__Supplied entries__

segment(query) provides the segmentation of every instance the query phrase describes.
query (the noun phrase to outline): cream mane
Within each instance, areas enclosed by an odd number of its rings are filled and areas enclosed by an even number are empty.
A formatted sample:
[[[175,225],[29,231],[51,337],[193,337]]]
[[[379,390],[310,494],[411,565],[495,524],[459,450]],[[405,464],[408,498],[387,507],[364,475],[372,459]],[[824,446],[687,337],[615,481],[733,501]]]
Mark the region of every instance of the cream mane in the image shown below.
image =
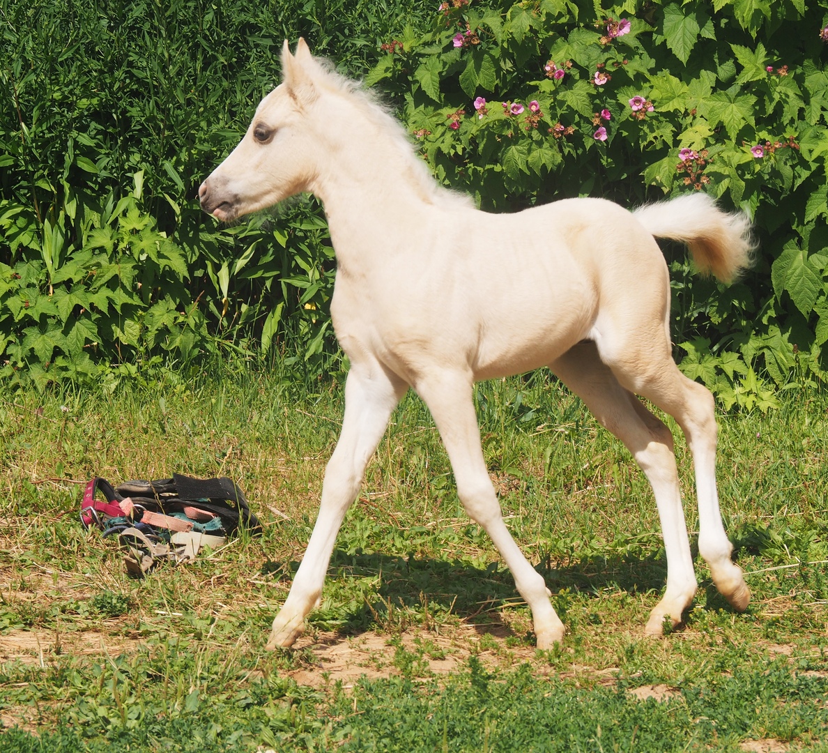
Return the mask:
[[[395,117],[391,105],[382,101],[375,92],[365,89],[361,81],[342,75],[330,60],[315,57],[313,62],[315,84],[331,94],[347,98],[356,105],[366,120],[388,136],[392,153],[398,156],[402,163],[398,175],[407,177],[425,200],[430,204],[448,202],[453,207],[474,209],[471,196],[446,188],[437,181],[427,162],[417,153],[416,144]]]

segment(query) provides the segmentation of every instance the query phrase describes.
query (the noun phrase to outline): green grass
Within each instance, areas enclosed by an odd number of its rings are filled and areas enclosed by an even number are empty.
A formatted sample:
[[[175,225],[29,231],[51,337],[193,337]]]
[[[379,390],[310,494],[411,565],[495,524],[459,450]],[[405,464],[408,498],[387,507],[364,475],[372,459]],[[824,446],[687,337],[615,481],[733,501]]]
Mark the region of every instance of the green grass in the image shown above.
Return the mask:
[[[824,395],[720,417],[722,507],[753,601],[733,612],[700,559],[695,607],[653,640],[641,634],[664,553],[634,462],[545,374],[482,385],[504,514],[567,625],[550,652],[534,650],[531,615],[409,395],[308,637],[267,654],[341,387],[220,373],[0,399],[0,718],[18,725],[0,749],[828,750]],[[676,446],[692,531],[691,465]],[[79,482],[173,471],[232,476],[263,534],[131,580],[116,543],[81,528]],[[351,648],[348,673],[332,657]],[[633,693],[656,686],[661,701]]]

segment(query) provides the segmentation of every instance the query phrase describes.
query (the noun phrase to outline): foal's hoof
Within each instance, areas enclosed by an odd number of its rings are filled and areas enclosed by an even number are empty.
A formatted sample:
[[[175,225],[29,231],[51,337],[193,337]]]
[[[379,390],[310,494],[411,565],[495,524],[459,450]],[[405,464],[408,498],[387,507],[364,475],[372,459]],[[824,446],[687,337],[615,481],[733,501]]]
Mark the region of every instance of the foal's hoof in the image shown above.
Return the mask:
[[[299,615],[282,619],[282,613],[276,615],[270,638],[265,648],[268,651],[276,649],[289,649],[296,640],[305,632],[305,620]]]
[[[664,635],[665,617],[670,620],[671,629],[681,624],[681,620],[676,620],[672,615],[653,611],[650,612],[650,619],[647,620],[647,625],[644,625],[644,637],[661,638]]]
[[[536,633],[537,648],[542,651],[548,651],[555,648],[556,643],[561,643],[564,640],[566,628],[563,625],[549,628],[541,633]]]
[[[742,568],[729,562],[727,567],[713,570],[712,575],[719,593],[736,611],[744,612],[750,601],[750,589],[744,582]]]
[[[728,603],[738,612],[744,612],[750,603],[750,589],[743,581],[729,596],[724,594]]]

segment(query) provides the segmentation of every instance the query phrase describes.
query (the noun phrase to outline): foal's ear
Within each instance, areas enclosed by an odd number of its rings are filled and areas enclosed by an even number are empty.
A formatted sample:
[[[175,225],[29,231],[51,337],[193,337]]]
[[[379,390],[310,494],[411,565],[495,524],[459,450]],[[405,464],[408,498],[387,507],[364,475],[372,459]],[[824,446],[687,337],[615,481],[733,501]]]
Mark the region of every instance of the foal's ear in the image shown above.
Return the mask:
[[[300,37],[296,54],[293,56],[291,55],[291,48],[286,39],[282,48],[282,79],[287,84],[288,91],[300,104],[310,104],[317,97],[316,89],[308,70],[310,65],[307,65],[307,63],[312,64],[313,58],[305,40]]]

__What the task asks__
Make an exact copy of the data, leaving its pictures out.

__Reply to the exercise__
segment(query) provides the segmentation of every instance the query phrase describes.
query (the noun phrase to outline): cream mane
Within each instance, areas enclosed by an odd number of its rings are filled and areas enclosed by an even number are empty.
A formatted sample:
[[[175,225],[29,231],[51,337],[193,337]]]
[[[379,390],[310,494],[411,565],[495,524],[459,450]],[[405,464],[408,498],[387,507],[364,475],[372,459]],[[824,446],[687,337],[615,481],[733,501]]]
Mark the region of every instance of the cream mane in the image shown below.
image =
Return the mask:
[[[395,117],[391,105],[382,101],[375,92],[365,89],[361,81],[342,75],[330,60],[315,57],[313,62],[315,84],[331,94],[347,98],[356,105],[366,120],[388,136],[392,153],[398,156],[402,163],[398,175],[407,177],[425,200],[430,204],[448,202],[453,207],[474,209],[471,196],[446,188],[437,181],[427,162],[417,153],[416,144]]]

segment(query) provides the segmentation of every instance the query phrase describes.
query (the noun phrase to outline): green grass
Within each instance, areas enclosed by an odd number of its rings are filled and areas enclosed by an even number are empty.
A formatted sample:
[[[175,225],[29,231],[51,337],[193,337]]]
[[[379,390],[310,494],[411,565],[495,524],[459,450]],[[405,464],[408,498],[387,507],[364,475],[372,459]],[[824,446],[687,337],[615,481],[733,501]]]
Mark the region of every instance of the green grass in the image shown above.
Return the mask:
[[[824,395],[720,417],[722,507],[753,601],[733,612],[700,559],[695,607],[653,640],[641,634],[664,553],[634,462],[545,374],[482,385],[504,514],[567,625],[550,652],[534,650],[531,615],[409,395],[308,637],[267,654],[341,387],[220,373],[0,399],[0,718],[18,725],[0,749],[828,750]],[[676,446],[692,531],[691,465]],[[79,482],[173,471],[232,476],[263,534],[131,580],[116,543],[81,528]],[[351,648],[348,673],[332,657]],[[633,693],[656,686],[661,701]]]

segment(query) provides the segmentation of every instance the query phrase describes.
query (the noun phrase to outline): foal's hoof
Within each instance, areas enclosed by an odd number of its rings are filled and areas enclosed by an even number are empty.
A formatted sample:
[[[175,225],[29,231],[51,337],[193,337]]]
[[[379,390],[310,494],[411,565],[495,524],[459,450]],[[405,464],[408,498],[387,507],[364,475],[372,459]],[[824,446],[687,337],[615,481],[733,501]]]
Mark the region of every instance of the foal's hoof in the image shown above.
Return the mask:
[[[299,615],[282,619],[282,613],[276,615],[270,638],[265,648],[268,651],[276,649],[289,649],[296,640],[305,632],[305,620]]]
[[[664,635],[665,617],[670,620],[671,629],[681,624],[681,620],[676,620],[672,615],[653,611],[650,612],[650,619],[647,620],[647,625],[644,625],[644,637],[661,638]]]
[[[536,633],[537,648],[542,651],[548,651],[555,648],[556,643],[561,643],[564,640],[566,628],[563,625],[549,628],[541,633]]]
[[[742,568],[729,562],[727,567],[713,570],[712,575],[719,593],[736,611],[744,612],[750,601],[750,589],[744,582]]]
[[[728,603],[738,612],[744,612],[750,603],[750,589],[743,581],[729,596],[724,594]]]

segment(query) provides the segmentation of every instance the query phrase describes.
query (the noun phrase to outline): foal's ear
Within each instance, areas enclosed by an odd number of its rings are filled and areas enclosed by an even number are empty.
A formatted sample:
[[[175,225],[29,231],[51,337],[193,337]]]
[[[379,390],[310,494],[411,565],[495,524],[459,450]],[[405,464],[408,498],[387,507],[364,475],[372,459]],[[824,446],[687,337],[615,481],[733,501]]]
Mark the region of every instance of the foal's ear in the image shown above.
Return the mask:
[[[300,37],[296,54],[293,56],[291,55],[291,48],[286,39],[282,48],[282,79],[287,84],[288,91],[300,104],[310,104],[317,97],[316,89],[308,70],[310,65],[307,65],[307,63],[312,64],[313,58],[305,40]]]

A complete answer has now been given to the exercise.